Data for processing:
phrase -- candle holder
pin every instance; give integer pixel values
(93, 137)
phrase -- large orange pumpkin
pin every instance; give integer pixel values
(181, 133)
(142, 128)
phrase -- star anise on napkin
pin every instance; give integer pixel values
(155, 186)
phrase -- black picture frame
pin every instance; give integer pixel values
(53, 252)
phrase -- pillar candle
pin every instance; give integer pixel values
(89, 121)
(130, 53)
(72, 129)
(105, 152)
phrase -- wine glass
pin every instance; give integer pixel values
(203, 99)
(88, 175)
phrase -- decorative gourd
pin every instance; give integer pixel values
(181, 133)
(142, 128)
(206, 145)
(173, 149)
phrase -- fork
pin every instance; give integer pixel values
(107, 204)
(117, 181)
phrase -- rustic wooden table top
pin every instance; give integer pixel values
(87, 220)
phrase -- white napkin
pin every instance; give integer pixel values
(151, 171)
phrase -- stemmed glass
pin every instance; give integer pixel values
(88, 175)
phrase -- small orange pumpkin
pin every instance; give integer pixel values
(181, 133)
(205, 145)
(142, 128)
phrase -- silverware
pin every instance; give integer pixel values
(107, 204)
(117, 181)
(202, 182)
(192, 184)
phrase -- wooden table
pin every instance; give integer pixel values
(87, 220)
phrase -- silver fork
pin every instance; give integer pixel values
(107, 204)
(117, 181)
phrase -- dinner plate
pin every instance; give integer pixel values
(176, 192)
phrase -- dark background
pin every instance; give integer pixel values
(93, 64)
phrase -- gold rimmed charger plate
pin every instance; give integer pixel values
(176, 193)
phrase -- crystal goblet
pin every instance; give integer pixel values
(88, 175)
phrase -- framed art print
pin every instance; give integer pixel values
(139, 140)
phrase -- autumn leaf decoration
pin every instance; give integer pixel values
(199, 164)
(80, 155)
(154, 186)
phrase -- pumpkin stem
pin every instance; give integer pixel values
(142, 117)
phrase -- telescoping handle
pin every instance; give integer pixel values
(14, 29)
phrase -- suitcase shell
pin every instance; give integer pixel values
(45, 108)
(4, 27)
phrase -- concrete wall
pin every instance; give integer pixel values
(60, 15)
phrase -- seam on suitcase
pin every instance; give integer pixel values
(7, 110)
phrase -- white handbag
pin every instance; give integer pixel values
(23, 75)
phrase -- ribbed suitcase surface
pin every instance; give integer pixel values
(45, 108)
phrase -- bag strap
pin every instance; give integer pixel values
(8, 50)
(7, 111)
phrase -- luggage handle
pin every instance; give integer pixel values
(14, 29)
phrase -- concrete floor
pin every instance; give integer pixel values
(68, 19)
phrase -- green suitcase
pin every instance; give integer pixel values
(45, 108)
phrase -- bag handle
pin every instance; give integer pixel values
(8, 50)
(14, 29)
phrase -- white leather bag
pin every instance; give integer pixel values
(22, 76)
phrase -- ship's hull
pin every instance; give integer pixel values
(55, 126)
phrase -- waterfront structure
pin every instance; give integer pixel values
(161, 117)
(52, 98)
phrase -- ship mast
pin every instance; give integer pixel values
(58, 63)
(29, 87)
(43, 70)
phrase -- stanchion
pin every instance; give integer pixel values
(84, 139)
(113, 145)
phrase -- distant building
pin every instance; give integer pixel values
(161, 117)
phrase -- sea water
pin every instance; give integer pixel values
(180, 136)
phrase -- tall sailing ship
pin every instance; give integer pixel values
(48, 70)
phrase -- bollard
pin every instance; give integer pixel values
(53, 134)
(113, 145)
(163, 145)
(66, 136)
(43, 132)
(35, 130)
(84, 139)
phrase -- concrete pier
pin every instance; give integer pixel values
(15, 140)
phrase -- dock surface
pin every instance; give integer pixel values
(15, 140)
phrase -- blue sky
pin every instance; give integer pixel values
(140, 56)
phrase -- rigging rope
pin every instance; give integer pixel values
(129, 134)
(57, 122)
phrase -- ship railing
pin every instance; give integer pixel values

Problem description: Reproduce every item above word for word, from first to last, changing nothing.

Reply:
phrase -- candle holder
pin every instance; give integer pixel values
(93, 137)
phrase -- large orange pumpkin
pin every instance; give integer pixel values
(181, 133)
(142, 128)
phrase -- star anise on napkin
pin every instance; give integer pixel values
(155, 186)
phrase -- black picture frame
pin every instance; give integer pixel values
(53, 252)
phrase -- pillar candle
pin every instance; give integer pixel values
(89, 121)
(130, 53)
(72, 129)
(105, 152)
phrase -- wine glass
pin every instance; give integer pixel values
(203, 99)
(88, 175)
phrase -- decorative gourd
pin every instance; give integer pixel values
(181, 133)
(142, 128)
(206, 145)
(173, 149)
phrase -- fork
pin every instance; give integer pixel values
(107, 204)
(117, 181)
phrase -- rustic wooden table top
pin every instance; give integer pixel values
(87, 220)
phrase -- white napkin
pin every instance; give integer pixel values
(151, 171)
phrase -- stemmed glass
pin every instance; give integer pixel values
(88, 175)
phrase -- small orange pumpkin
pin every instance; give integer pixel values
(181, 133)
(205, 145)
(142, 128)
phrase -- silverware
pin every instance; give integer pixel values
(107, 204)
(117, 181)
(202, 182)
(192, 184)
phrase -- wooden table
pin every instance; give integer pixel values
(87, 220)
phrase -- silver fork
pin every instance; give integer pixel values
(107, 204)
(117, 181)
phrase -- dinner plate
pin every instance; give integer pixel values
(176, 192)
phrase -- dark background
pin every instance; give integer pixel values
(93, 64)
phrase -- gold rimmed charger plate
pin every instance; give integer pixel values
(176, 193)
phrase -- crystal goblet
pin every instance; give integer pixel values
(88, 175)
phrase -- framed art print
pin every instance; give integer pixel values
(139, 140)
phrase -- autumn leaf decoration
pin every instance; give integer pixel values
(199, 164)
(80, 155)
(154, 186)
phrase -- pumpkin stem
pin every instance; give integer pixel values
(142, 117)
phrase -- telescoping handle
pin every instance; give integer pixel values
(14, 29)
phrase -- suitcase shell
pin every instance; give integer pixel values
(45, 108)
(4, 27)
phrase -- concrete wall
pin every instance; give integer pixel values
(60, 15)
phrase -- seam on suitcase
pin every instance; give integer pixel values
(7, 110)
phrase -- white handbag
pin every instance; give integer pixel values
(23, 75)
phrase -- ribbed suitcase surface
pin every instance; give integer pixel values
(45, 108)
phrase -- bag strap
pin every instance; give integer pixel values
(8, 50)
(7, 111)
phrase -- luggage handle
pin every instance; give integer pixel values
(14, 29)
phrase -- concrete floor
pin every instance; give integer pixel values
(68, 19)
phrase -- green suitcase
pin every instance; give integer pixel values
(45, 108)
phrase -- bag handle
pin every instance; give integer pixel values
(8, 50)
(14, 29)
phrase -- white leather bag
pin every instance; give integer pixel values
(22, 76)
phrase -- ship's hull
pin every instance; give integer pixel values
(55, 126)
phrase -- waterfront structure
pin every instance; give integer pixel values
(161, 117)
(52, 98)
phrase -- ship mast
pin every instance; give integer pixel values
(58, 63)
(29, 87)
(43, 70)
phrase -- stanchion
pin every instance; give integer pixel values
(84, 139)
(113, 145)
phrase -- distant building
pin every instance; give integer pixel values
(161, 117)
phrase -- sea water
pin every instance; give integer pixel values
(180, 136)
phrase -- tall sailing ship
pin every instance; give integer pixel values
(48, 70)
phrase -- bollard
pin every instance; give integer pixel values
(53, 134)
(113, 145)
(163, 145)
(66, 136)
(43, 132)
(35, 130)
(84, 139)
phrase -- concrete pier
pin every instance; give integer pixel values
(15, 140)
phrase -- dock surface
pin every instance; give integer pixel values
(15, 140)
phrase -- blue sky
pin every instance; give integer pixel values
(140, 56)
phrase -- rigging rope
pin every instance; give integer pixel values
(129, 134)
(57, 122)
phrase -- ship railing
pin every instance; give integer pixel values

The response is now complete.